=== 掲載文 ===
陽稲はロシア系の血を引く妖精のような姿の愛にあふれた少女。
ファッションが好きで、お喋りが好きで、可恋が好き。
可恋は黒髪ショートヘアの美少女空手家。
陽稲と出会い、彼女のために他人と関わることを選びました。
そんなふたりの女子中学生を中心とした日常系小説です。
【物語は】
10連休という、ゴールデンウイーク明けから始まっていく。学校や仕事のある人ならば、お休みは終わって欲しくないと思う人が多いものだが、主人公の一人である”陽稲”にとっては違ったようである。彼女にはどうしても、仲良くなりたい相手がいたからである。容姿は正反対と言っても過言ではない。
この物語は、群像劇である。
主要となる二人に加え、他のクラスメイトなどからも日常が語られていくようだ。果たして、主人公の一人である陽稲は、自分の目標通りもう一人の主人公である”可恋”と仲良くなれるのだろうか?
【舞台・世界観・物語の魅力】
本編に入ると、”学生特有”なのかもしくは”世界の狭い範囲”で起きることなのか、ある問題に遭遇している。
例えば頼まれものであっても、勝手に他人のもとを見るというのは、如何がなものだろうか。作中ある”もの”が原因で、主人公二人を含む三人の生徒が職員室に呼ばれることとなる。分別のつかない年齢ではないとは思うが、”学校”という場所においてありがちなことのようにも思えた。
学校という狭い世界の中で、同じものをクリアしていかないといけないとなると、起こりうるものなのだろうか。面倒なことが起き、それを招いた人物に怒らない(表面上)可恋は大人だなと感じる。
(注意*作中、学生生活においてありがちと思える出来事の一つ。他人のノートを勝手に見て、コピーするという事件が起きます。しかしながら、他人のものを無断で見たり、コピーをすることは犯罪です。必ず本人に許可を取りましょう。レビューにて、この行為を推奨するものではありません)
学校生活やこの年代にスポットを充てているというのが、しっかりと分かる作品である。中高生の女子特有という印象を強く受ける。例えば、仲の良い友人を巡る争いというのも女子特有なイメージを持つ。もちろん、人それぞれだとは思うのでイメージではあるが。
=== 提供データ ===
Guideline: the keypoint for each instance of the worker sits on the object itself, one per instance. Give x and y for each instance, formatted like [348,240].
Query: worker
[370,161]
===
**指示**
陽稲と可恋の日常を描く小説の紹介文の続きを、最後の文の次から書き進めてください。

**結果**
すなわちこの物語では、等身大の女子中学生の日常が描かれていると感じた。
【登場人物魅力】
はじめは、不安を感じていた主人公の一人、陽稲。ある事情により、仲良くなりたいと感じていた相手と、なかなか仲良くなるきっかけがつかめないでいた。しかし、それは学校に行くことのできない事情によるもの。勇気を出し、少し早く登校したゴールデンウイーク明け。思ったよりもすんなり仲良くなれそうな気配はあったものの、一難去ってまた一難。直ぐにピンチを迎えることなってしまう。
この物語を読んで思う事。
子供の頃というのは、怖いものなしだなと感じた。年を重ねると、周りから見える自分について考え、友人になりたいから積極的に行動するという事がなかなかできなくなる。もちろん子供にも引っ込み思案なタイプの子供はいるが。
日付が進むと、陽稲の姉の視点で彼女がどのような境遇で育ったのかが語られる。この部分を読む限りでは、一部の親戚を除き”陽稲”は、誰にでも愛されるコミュニケーション能力の高い人物であることが伺える。
作品を読んで思ったこと。
人とコミュニケーションを取るために必要なのは、自信なのではないだろうか。ある程度自分に自信がないと、人と交流することにためらいを感じてしまう。陽稲は元より、その容姿や性格のお陰で溺愛されていた。それでも、可恋に対して少し不安を感じている。つまり、意識してしまうほど彼女は特別だったのではないだろうか?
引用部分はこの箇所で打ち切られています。